◆ EXERCISE INPUT ◆

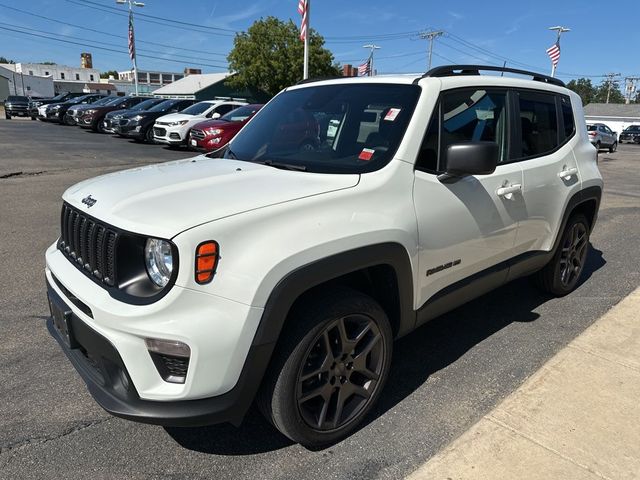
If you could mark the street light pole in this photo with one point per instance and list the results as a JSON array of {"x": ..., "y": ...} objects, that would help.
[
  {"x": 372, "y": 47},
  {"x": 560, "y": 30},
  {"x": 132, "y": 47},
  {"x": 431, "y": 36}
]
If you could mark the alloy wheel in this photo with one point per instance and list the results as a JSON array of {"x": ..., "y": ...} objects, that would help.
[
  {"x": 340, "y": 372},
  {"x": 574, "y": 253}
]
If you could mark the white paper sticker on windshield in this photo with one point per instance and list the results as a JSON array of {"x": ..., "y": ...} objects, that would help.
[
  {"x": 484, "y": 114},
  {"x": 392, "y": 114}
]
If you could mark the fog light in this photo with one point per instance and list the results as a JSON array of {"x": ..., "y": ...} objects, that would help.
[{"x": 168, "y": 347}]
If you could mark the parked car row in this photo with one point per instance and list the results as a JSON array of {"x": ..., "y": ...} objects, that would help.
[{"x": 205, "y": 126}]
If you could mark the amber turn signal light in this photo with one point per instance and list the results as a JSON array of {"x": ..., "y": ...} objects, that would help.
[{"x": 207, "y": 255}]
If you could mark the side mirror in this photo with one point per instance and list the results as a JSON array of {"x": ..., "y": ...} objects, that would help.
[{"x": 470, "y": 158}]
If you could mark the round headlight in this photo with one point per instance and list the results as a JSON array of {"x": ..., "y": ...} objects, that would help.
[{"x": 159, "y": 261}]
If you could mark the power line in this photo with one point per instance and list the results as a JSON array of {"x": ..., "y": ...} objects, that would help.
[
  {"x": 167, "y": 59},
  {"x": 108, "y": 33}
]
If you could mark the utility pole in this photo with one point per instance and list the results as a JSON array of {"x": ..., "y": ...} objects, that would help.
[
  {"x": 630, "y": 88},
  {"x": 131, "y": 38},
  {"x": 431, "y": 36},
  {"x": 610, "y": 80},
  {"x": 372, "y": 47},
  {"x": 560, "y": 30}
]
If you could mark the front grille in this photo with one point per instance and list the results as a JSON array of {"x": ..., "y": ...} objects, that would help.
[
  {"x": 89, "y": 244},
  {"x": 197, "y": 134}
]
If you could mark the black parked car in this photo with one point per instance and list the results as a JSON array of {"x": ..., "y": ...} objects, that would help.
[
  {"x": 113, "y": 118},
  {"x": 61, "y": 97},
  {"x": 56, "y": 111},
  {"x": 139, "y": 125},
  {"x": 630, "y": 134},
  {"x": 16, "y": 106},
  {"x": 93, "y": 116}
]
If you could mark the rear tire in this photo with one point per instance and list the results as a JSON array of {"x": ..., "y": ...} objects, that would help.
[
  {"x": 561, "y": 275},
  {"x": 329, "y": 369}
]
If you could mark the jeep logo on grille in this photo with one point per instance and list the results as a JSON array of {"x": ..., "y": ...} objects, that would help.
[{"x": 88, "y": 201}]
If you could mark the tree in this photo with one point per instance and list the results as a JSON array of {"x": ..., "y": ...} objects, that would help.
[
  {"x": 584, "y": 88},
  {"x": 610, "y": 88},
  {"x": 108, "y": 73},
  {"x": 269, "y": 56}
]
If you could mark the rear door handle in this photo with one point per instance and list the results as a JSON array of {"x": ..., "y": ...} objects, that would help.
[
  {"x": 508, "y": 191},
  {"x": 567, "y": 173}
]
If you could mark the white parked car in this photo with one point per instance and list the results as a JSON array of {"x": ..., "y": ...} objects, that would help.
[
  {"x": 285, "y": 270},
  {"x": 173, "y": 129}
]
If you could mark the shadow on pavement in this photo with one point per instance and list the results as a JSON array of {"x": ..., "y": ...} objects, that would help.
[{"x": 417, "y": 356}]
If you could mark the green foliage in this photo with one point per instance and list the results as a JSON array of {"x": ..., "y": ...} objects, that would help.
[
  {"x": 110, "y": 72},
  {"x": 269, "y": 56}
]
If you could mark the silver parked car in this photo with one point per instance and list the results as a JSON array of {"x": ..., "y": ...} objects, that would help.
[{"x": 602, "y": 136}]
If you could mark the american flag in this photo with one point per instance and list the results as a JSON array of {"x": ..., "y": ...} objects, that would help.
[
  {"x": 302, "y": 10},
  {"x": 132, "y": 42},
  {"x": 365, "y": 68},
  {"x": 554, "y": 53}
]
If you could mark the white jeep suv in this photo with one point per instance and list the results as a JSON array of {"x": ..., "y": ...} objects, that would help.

◆ WORK REQUIRED ◆
Copy the data again, requests included, from the line containing "If you could mark the silver" up to and including the final line of the data. Multiply every x and y coordinate in the answers by 0.25 and round to whole numbers, with halves rounded up.

◆ RESPONSE ◆
If you could mark the silver parked car in this photo with one point per instance and list the results as a JSON array of {"x": ..., "y": ...} objects, that would help.
[{"x": 151, "y": 34}]
If you could mark the american flag in this photo with one point per instance and list the results as a JSON array of {"x": ..., "y": ...} objects, that would help.
[
  {"x": 76, "y": 3},
  {"x": 33, "y": 11},
  {"x": 91, "y": 17},
  {"x": 139, "y": 13}
]
If you could mark the white jeep suv in this photo with one point per instance and list the results as a JSON array of {"x": ..., "y": ...} objects, that would help.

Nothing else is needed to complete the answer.